**WHAT THIS TASK INVOLVES**
Say, as a bare number, how many lines of the listing hold "hatch".

____________

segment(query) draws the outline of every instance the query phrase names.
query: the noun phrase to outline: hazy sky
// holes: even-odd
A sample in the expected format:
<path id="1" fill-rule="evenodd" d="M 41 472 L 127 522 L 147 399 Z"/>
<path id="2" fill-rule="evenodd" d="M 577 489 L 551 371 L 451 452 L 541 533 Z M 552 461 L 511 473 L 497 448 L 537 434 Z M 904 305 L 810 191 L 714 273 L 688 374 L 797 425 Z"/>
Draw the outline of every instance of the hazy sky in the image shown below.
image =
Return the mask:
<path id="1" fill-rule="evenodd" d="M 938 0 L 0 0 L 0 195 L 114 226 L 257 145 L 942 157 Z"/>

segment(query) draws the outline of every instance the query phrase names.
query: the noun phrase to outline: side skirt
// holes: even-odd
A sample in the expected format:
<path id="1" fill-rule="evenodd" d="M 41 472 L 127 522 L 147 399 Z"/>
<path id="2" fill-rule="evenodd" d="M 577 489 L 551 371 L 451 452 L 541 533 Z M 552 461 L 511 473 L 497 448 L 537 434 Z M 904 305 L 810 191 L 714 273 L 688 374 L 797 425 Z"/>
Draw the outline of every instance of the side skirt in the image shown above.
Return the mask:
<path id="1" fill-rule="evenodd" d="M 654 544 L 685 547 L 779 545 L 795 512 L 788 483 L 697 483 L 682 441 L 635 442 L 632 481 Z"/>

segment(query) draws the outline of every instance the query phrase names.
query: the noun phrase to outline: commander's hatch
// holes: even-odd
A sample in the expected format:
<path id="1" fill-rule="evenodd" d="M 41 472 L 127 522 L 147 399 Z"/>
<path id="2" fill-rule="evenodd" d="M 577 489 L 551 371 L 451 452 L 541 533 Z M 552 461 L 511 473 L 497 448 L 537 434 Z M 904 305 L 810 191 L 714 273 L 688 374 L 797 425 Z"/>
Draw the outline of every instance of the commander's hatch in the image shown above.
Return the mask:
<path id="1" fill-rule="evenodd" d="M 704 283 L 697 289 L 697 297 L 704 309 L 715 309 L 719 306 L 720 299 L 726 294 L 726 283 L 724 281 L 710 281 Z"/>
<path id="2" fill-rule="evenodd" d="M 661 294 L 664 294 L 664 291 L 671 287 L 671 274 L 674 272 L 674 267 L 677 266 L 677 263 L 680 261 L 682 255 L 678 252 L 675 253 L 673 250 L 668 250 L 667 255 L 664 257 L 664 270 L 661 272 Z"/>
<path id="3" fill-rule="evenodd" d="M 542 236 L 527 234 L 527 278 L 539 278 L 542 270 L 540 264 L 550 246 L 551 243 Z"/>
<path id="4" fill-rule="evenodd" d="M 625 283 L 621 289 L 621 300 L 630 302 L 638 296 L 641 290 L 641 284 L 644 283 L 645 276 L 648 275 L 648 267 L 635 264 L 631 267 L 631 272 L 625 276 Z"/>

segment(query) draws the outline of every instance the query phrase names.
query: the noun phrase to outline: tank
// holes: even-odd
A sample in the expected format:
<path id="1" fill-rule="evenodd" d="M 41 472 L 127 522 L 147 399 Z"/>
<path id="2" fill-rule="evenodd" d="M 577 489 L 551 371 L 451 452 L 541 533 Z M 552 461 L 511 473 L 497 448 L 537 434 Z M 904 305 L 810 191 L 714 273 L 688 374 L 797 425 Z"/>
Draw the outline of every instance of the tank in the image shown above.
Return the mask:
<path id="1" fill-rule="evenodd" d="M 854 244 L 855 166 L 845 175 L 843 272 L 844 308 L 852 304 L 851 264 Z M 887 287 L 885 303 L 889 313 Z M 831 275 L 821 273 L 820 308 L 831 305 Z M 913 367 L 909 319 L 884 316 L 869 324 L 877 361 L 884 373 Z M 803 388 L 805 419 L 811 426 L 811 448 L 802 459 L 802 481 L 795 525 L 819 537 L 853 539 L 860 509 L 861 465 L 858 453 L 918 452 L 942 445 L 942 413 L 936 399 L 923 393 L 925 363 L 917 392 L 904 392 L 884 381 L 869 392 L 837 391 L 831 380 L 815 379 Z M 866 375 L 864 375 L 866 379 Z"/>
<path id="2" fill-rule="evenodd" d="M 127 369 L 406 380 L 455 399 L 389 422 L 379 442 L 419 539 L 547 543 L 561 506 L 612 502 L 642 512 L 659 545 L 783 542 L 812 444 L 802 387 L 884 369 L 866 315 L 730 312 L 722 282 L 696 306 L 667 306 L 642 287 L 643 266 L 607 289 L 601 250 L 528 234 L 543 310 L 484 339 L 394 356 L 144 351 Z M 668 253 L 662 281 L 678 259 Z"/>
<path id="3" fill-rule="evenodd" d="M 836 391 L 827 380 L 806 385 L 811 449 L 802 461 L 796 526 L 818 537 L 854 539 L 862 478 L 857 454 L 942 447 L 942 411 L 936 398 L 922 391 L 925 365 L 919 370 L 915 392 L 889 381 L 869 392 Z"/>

____________

**ANSWER BOX**
2